Entries drawn from a collection:
● ● ●

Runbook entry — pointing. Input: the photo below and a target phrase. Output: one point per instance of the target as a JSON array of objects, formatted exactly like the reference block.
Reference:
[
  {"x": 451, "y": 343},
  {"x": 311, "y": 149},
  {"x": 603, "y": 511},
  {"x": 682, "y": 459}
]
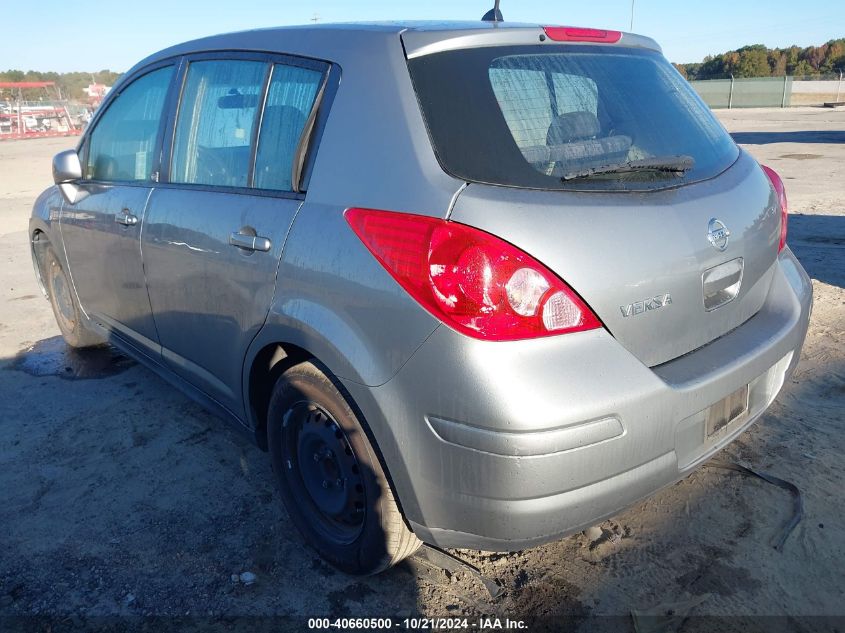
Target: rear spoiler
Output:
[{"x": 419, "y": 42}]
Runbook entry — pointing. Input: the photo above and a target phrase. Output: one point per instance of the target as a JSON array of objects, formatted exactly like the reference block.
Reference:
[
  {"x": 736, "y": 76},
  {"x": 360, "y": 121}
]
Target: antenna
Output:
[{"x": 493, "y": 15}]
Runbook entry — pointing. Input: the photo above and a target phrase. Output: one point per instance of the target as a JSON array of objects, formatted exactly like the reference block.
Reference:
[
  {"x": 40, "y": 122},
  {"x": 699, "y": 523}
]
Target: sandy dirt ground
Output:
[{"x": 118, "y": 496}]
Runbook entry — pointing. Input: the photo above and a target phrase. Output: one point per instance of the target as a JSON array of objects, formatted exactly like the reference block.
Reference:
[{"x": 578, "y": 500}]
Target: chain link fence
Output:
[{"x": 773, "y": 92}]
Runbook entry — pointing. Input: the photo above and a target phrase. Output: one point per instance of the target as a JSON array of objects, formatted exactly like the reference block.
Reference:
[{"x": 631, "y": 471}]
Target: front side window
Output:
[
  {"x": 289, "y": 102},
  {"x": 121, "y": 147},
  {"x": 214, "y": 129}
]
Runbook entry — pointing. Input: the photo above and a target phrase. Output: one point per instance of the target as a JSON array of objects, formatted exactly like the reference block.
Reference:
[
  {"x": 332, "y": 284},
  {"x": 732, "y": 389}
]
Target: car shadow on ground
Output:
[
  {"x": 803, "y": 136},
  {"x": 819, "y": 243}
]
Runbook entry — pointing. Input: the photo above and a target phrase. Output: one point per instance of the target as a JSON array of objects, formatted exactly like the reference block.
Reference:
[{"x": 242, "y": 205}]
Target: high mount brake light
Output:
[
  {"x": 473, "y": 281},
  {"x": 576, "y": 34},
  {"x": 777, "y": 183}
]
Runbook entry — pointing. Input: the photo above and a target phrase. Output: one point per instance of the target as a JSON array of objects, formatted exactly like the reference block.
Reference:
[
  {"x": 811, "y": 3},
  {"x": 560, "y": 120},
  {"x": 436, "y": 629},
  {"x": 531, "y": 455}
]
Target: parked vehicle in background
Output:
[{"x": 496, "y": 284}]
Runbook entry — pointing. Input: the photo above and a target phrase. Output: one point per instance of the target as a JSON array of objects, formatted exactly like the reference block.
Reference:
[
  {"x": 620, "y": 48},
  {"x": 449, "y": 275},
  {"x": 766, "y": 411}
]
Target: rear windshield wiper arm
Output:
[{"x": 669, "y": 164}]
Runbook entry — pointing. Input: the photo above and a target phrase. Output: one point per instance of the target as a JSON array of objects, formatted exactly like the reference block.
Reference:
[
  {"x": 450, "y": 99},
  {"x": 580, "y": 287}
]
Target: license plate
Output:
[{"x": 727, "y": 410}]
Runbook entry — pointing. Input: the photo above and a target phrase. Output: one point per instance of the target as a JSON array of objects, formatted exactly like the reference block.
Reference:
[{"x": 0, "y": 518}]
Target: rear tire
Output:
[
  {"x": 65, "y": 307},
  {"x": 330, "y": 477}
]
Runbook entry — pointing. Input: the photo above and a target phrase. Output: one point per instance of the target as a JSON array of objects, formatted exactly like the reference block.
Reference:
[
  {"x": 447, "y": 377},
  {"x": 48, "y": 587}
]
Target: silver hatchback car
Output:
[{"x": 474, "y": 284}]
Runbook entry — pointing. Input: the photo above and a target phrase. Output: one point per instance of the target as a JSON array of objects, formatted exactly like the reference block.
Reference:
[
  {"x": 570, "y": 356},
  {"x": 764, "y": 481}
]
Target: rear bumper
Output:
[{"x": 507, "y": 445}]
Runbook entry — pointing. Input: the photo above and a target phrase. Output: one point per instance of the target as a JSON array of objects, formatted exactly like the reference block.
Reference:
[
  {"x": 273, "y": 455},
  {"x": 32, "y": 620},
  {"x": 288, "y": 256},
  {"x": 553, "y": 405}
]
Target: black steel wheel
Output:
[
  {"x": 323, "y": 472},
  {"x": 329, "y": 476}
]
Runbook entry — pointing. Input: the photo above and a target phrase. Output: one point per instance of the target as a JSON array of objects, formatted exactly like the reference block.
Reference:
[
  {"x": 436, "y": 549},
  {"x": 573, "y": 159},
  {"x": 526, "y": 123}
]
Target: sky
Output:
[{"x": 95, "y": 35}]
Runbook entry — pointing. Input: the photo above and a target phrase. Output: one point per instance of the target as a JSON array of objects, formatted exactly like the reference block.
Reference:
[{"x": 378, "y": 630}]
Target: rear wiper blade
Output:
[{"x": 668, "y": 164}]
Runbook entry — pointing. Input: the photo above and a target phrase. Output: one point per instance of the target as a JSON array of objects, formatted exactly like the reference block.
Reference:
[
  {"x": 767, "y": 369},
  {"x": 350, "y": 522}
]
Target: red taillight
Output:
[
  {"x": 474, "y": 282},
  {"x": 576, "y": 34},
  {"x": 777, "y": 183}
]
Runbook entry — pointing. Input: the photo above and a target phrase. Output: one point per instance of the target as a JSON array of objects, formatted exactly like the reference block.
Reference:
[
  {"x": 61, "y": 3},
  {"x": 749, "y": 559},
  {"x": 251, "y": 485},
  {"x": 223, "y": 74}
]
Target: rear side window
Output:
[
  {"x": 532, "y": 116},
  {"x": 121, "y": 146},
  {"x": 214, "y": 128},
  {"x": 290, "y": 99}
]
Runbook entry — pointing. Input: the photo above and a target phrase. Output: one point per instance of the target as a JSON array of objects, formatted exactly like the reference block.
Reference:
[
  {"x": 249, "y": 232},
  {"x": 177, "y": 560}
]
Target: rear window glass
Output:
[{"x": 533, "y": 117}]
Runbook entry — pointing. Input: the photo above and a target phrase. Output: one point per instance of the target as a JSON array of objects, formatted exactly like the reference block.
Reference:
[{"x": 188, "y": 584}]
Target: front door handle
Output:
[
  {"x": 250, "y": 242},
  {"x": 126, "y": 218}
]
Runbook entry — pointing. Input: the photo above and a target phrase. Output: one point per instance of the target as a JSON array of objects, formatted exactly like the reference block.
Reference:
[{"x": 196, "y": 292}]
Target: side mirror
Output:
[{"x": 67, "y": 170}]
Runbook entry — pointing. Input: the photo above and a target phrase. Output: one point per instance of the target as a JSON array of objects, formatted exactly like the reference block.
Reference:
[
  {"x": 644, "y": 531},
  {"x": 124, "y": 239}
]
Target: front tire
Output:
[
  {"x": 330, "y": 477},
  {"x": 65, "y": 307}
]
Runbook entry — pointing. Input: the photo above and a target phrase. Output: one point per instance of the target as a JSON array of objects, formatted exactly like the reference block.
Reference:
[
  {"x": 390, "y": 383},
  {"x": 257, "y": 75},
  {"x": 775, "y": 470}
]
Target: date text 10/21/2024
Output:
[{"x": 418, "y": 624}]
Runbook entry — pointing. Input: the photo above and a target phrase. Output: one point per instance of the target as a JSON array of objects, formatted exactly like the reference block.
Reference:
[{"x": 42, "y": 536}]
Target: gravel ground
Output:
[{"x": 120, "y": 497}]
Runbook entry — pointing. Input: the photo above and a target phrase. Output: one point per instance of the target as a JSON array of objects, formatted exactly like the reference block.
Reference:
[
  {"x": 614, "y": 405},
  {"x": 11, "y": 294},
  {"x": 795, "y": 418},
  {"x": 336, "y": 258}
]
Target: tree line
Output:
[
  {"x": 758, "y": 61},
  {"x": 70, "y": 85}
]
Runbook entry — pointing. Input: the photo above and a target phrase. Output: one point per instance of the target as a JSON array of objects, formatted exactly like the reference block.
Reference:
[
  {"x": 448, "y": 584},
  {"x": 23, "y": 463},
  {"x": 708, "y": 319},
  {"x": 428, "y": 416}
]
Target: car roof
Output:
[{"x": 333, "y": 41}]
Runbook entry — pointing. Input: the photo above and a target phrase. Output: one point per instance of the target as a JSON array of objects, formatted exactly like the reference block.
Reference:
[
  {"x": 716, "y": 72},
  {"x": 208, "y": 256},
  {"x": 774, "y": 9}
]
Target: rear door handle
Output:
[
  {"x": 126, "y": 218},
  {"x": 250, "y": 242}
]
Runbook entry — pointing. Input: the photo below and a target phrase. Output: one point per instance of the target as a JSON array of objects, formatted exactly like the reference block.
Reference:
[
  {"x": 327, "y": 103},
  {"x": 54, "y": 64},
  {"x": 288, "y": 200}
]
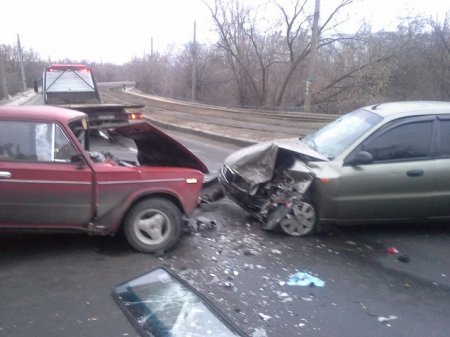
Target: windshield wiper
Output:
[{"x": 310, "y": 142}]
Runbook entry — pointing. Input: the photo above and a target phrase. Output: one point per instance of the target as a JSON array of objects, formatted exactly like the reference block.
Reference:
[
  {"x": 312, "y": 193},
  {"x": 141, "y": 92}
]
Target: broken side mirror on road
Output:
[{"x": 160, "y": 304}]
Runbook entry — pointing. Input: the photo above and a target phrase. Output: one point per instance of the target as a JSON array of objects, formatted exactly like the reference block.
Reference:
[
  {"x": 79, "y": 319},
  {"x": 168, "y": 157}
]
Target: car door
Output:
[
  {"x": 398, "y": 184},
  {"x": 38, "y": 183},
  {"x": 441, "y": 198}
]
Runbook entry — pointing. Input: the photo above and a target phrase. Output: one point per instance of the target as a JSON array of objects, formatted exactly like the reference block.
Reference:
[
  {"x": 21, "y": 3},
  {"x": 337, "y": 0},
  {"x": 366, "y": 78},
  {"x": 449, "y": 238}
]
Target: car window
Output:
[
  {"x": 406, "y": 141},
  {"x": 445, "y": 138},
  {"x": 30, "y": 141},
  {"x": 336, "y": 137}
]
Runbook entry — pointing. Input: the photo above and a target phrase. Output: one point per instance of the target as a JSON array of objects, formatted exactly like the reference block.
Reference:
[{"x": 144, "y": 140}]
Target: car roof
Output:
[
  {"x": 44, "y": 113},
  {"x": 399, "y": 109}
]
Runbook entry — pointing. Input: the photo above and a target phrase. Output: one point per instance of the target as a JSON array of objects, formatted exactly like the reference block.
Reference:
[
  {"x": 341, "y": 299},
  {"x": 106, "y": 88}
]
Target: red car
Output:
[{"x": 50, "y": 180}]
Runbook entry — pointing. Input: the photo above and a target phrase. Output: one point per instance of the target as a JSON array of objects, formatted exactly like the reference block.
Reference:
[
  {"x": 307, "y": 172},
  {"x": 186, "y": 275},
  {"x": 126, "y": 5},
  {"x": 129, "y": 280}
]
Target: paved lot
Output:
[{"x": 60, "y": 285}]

● ● ●

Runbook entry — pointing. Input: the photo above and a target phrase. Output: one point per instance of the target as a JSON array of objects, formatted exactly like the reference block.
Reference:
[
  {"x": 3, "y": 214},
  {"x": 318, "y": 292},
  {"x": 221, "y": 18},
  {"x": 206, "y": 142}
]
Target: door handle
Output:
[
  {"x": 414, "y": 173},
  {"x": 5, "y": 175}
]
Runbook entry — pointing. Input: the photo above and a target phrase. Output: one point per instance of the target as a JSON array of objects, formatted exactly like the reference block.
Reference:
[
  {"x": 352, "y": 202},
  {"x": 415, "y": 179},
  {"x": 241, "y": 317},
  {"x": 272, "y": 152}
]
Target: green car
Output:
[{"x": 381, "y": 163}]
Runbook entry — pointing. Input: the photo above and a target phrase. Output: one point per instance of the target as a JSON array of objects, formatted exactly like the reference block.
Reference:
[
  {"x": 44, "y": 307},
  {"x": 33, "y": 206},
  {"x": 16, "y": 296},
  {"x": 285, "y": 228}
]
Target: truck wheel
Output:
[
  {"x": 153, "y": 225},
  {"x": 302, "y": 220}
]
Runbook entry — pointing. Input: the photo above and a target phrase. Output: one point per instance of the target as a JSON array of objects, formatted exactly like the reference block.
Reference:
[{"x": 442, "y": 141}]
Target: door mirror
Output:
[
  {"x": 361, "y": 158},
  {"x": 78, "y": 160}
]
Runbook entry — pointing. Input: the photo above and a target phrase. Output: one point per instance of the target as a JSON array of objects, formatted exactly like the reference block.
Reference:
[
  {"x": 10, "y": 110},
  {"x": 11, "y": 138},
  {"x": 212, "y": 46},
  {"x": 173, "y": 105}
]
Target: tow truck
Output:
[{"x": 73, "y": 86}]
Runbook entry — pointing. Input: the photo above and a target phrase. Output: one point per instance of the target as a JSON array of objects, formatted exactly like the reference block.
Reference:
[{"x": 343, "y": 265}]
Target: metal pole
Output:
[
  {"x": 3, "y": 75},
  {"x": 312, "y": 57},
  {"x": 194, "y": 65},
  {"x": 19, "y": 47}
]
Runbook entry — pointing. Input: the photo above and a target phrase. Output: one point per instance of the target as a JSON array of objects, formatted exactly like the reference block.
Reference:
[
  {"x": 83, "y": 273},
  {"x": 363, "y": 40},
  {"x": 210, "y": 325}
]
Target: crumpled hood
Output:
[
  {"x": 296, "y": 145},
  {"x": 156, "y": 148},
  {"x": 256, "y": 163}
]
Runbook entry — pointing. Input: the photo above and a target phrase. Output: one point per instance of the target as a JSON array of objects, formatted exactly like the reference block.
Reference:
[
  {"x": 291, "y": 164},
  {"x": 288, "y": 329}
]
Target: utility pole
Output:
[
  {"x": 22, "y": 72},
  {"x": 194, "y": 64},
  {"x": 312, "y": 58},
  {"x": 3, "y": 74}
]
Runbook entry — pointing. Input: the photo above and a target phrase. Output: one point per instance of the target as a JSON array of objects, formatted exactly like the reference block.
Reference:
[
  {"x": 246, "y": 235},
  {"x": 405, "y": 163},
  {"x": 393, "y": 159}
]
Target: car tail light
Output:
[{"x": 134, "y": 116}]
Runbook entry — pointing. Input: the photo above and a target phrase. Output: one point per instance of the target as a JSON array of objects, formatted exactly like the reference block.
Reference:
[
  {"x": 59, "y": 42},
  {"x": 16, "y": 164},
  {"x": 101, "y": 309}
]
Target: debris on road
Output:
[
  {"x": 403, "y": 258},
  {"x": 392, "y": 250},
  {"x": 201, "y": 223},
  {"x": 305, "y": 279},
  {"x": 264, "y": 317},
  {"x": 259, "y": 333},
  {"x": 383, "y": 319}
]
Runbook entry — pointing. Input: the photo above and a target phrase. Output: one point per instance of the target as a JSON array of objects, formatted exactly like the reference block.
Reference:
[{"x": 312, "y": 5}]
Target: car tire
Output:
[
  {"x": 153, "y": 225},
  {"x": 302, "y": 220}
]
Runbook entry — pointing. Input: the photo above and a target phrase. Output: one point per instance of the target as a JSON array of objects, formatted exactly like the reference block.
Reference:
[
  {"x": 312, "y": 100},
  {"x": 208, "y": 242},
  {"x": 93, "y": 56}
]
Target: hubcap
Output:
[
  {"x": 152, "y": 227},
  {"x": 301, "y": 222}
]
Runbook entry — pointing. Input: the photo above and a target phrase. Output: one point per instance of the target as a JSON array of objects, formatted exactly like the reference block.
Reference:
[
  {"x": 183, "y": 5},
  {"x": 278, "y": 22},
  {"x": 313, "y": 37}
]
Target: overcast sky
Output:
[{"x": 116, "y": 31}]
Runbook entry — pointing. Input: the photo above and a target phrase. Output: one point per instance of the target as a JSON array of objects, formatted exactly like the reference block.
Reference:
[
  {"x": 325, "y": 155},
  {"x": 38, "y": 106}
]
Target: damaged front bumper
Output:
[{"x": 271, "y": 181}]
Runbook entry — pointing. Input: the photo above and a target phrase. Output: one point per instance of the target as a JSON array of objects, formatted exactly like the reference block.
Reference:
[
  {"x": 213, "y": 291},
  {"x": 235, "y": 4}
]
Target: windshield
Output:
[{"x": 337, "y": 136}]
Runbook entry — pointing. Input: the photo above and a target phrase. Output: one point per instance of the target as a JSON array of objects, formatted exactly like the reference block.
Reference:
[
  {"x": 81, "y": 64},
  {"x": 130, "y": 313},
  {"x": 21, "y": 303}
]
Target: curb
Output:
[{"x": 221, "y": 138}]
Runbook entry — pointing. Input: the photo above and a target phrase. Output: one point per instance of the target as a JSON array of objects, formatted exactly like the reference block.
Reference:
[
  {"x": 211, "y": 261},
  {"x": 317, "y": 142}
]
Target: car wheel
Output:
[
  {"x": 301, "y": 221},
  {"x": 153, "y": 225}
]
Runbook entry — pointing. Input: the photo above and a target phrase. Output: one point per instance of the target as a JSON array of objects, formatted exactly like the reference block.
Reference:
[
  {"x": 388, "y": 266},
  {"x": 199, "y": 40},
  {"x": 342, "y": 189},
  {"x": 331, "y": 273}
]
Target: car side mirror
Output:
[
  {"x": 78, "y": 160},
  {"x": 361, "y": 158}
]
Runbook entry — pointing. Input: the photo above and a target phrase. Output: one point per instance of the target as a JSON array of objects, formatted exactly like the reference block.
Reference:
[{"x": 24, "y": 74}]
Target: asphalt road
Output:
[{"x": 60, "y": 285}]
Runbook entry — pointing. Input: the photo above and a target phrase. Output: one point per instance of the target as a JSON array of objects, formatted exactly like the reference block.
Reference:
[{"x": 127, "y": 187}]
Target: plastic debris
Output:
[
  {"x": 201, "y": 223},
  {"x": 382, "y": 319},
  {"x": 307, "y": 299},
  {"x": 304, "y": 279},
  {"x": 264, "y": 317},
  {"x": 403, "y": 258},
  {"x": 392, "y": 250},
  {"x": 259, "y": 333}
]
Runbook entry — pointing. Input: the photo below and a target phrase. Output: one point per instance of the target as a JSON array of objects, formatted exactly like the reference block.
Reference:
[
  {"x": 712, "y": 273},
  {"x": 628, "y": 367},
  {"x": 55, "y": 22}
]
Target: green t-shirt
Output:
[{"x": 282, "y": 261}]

● ● ●

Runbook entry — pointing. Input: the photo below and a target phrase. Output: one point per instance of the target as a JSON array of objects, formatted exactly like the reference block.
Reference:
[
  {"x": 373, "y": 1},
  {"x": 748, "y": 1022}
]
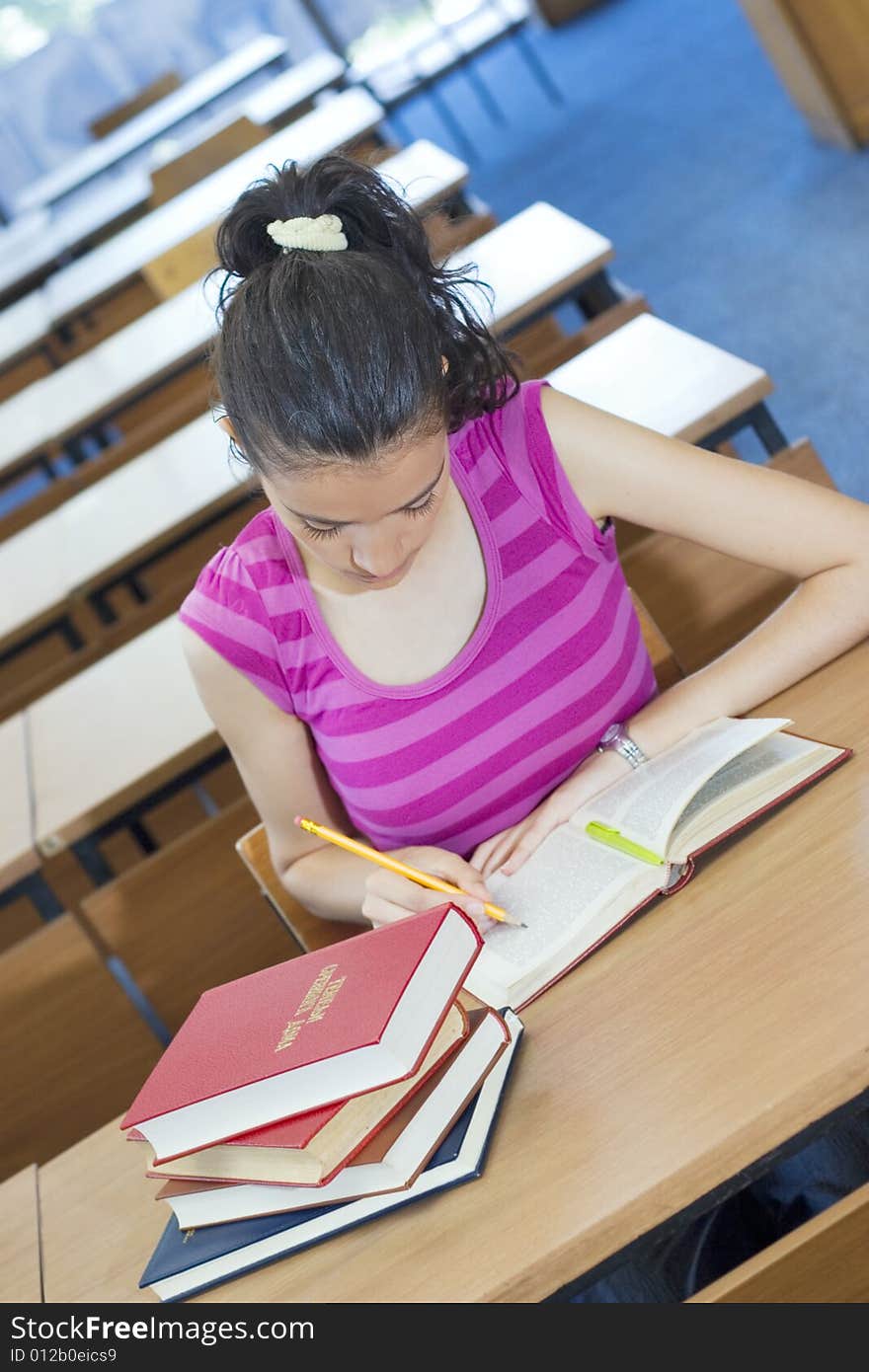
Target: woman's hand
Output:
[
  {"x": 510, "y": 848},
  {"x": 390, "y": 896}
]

● ● ●

Objective: Report every line in the items above that contains the string "window", copying each such line in full. Case counts when matching.

Written solution:
Target: front side window
Target: rear side window
Target: rear window glass
Target: car window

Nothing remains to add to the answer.